TO BE DONE:
How many lines in the listing below contain the string "cleat", with case taken into account? Reply with the number alone.

Data taken from a collection:
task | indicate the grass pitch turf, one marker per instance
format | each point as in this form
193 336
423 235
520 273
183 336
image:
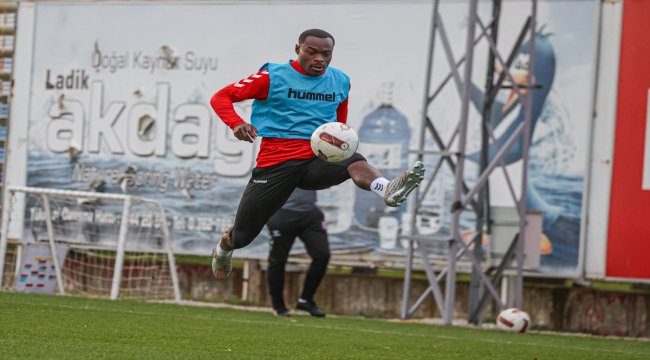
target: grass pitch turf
54 327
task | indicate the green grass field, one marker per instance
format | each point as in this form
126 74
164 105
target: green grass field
39 326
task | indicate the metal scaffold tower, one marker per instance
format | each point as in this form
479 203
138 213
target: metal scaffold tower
453 153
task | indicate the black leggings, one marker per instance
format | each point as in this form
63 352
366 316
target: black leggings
284 227
270 187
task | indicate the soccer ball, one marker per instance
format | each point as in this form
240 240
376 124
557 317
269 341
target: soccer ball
334 142
513 320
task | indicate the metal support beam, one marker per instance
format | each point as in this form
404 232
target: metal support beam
477 196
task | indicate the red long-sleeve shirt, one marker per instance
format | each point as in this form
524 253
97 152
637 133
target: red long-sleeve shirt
272 150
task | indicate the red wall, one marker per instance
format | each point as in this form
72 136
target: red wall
628 244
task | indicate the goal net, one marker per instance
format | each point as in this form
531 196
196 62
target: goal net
100 245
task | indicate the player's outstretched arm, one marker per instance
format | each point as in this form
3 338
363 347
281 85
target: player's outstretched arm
255 87
245 132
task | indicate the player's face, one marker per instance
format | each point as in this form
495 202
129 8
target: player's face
315 54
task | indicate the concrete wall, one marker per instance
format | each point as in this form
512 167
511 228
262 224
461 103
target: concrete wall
551 305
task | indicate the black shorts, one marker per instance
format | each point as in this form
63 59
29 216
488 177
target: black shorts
270 187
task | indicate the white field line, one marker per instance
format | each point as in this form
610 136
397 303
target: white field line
294 323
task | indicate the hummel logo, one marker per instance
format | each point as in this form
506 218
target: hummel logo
307 95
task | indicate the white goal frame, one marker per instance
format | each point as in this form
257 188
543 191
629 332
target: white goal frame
121 241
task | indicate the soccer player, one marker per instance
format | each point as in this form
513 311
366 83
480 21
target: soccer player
299 217
290 101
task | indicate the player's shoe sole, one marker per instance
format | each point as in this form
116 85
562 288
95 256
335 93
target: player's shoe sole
400 187
222 265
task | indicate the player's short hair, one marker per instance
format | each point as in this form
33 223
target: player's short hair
315 33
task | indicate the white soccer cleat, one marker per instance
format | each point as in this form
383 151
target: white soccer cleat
400 187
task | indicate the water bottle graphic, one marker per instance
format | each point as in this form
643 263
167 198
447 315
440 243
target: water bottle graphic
384 138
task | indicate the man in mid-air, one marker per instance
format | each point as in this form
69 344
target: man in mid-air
285 118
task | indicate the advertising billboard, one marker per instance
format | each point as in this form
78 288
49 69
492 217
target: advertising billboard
629 228
130 100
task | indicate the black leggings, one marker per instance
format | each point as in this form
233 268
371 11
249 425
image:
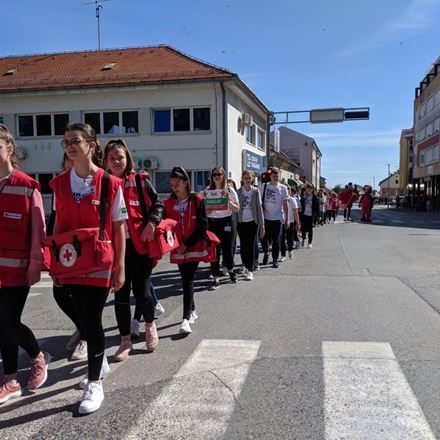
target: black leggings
89 302
226 237
137 277
307 227
13 333
273 234
248 236
187 272
64 301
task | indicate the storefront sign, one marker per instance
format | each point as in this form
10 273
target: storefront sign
253 162
216 200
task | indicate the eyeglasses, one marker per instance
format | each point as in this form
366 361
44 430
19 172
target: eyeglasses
74 142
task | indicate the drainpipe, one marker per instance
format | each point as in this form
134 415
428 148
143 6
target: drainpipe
225 125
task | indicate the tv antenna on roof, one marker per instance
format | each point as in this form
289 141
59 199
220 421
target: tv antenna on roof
98 8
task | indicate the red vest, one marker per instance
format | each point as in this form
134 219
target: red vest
71 215
185 228
15 228
135 217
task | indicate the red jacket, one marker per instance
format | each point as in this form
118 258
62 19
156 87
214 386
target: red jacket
85 214
186 229
15 228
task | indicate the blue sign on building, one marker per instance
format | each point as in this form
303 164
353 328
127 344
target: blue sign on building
253 162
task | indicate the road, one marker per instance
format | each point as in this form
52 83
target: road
339 343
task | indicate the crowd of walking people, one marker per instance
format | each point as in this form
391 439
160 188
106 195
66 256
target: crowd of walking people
99 240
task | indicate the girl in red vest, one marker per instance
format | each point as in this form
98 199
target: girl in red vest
21 232
77 199
138 265
188 209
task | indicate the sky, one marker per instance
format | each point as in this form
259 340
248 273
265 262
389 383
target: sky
294 54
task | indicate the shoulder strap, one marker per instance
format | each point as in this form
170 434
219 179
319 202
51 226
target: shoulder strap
103 204
141 197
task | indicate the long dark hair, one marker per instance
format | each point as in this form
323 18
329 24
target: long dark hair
120 143
90 136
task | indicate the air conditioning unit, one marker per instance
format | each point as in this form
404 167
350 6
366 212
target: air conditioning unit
150 164
246 119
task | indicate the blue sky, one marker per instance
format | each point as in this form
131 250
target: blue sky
294 54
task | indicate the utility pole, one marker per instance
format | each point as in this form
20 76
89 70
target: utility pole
98 8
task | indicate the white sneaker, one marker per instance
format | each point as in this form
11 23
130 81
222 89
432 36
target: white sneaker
159 309
105 370
249 276
80 351
185 328
92 398
193 317
73 341
135 333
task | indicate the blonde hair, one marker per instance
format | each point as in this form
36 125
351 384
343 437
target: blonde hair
6 135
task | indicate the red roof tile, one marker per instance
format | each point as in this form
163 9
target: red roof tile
85 69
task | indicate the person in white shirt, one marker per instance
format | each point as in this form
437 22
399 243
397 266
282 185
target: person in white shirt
220 222
275 209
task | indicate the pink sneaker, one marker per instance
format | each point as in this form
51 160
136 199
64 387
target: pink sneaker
123 352
151 337
38 373
9 390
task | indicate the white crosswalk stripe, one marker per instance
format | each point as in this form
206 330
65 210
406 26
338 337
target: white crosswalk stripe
210 382
367 396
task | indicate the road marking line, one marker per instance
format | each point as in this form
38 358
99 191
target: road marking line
367 395
201 397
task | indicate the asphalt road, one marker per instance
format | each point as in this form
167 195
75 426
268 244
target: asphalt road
339 343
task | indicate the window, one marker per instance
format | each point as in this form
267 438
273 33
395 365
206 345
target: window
52 124
43 125
114 122
181 119
162 179
26 125
162 121
200 180
202 119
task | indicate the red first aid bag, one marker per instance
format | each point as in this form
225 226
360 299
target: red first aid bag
79 252
165 239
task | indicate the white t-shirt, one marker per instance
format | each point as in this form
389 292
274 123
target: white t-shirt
82 187
246 197
273 201
233 197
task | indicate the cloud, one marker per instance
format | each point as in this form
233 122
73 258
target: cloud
417 17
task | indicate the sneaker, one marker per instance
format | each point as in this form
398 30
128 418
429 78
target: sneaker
80 351
135 333
105 370
233 277
92 398
73 341
249 276
9 390
184 327
151 337
214 285
159 310
38 373
193 317
123 352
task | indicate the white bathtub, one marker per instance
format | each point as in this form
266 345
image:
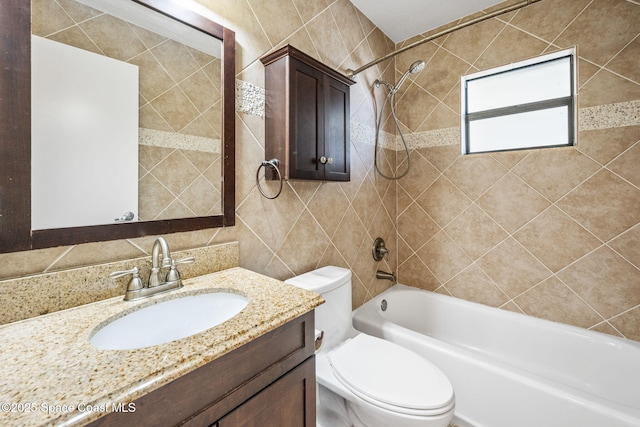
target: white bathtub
508 369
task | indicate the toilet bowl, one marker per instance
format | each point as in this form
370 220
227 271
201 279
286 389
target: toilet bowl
365 381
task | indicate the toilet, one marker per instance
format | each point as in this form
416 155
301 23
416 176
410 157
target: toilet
365 381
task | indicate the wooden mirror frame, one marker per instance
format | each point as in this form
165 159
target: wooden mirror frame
15 138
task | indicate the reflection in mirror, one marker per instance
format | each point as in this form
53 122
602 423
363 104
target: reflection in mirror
177 125
76 22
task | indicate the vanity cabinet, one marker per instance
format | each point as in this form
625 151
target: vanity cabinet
269 381
307 117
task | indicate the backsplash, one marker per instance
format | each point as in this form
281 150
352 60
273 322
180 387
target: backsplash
40 294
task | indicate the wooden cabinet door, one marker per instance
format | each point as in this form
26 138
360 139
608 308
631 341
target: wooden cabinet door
336 130
288 402
306 122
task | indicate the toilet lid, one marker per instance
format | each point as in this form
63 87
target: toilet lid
386 374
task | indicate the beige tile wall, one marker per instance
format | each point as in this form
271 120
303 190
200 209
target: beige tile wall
552 233
499 229
310 224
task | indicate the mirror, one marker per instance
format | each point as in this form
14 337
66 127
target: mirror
185 167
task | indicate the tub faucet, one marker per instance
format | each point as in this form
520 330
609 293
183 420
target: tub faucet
386 276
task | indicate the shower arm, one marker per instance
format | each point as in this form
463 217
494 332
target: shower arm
520 5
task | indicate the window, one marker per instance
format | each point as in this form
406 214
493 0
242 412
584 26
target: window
529 104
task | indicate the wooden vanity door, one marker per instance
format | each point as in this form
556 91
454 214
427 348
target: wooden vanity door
288 402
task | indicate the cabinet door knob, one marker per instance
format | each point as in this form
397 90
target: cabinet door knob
325 160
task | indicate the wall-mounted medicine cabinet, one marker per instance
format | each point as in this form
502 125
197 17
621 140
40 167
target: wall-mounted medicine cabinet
307 117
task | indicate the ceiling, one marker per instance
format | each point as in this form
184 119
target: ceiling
403 19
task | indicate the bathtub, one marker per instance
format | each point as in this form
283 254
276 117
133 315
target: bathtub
508 369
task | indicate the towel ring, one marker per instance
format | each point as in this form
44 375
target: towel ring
273 164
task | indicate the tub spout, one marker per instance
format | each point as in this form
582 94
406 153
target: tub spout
386 276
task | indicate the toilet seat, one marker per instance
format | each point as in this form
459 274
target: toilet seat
391 377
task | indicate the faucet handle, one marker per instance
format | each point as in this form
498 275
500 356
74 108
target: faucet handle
135 283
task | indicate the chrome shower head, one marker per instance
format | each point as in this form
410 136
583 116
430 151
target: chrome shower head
417 66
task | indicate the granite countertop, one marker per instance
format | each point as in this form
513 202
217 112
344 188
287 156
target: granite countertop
51 374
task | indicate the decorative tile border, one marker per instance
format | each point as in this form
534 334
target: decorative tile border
250 99
600 117
158 138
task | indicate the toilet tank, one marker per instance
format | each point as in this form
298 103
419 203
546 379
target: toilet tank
334 316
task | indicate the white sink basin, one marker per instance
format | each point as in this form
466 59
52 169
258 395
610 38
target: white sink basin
169 321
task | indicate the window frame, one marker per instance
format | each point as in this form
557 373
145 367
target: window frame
568 101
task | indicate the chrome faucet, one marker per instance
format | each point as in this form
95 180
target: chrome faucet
155 278
386 276
157 283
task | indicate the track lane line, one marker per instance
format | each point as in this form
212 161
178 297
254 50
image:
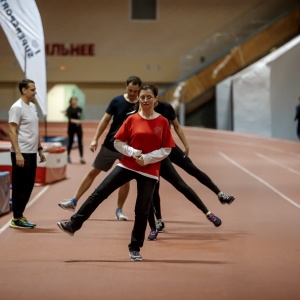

WRITTEN SOLUTION:
2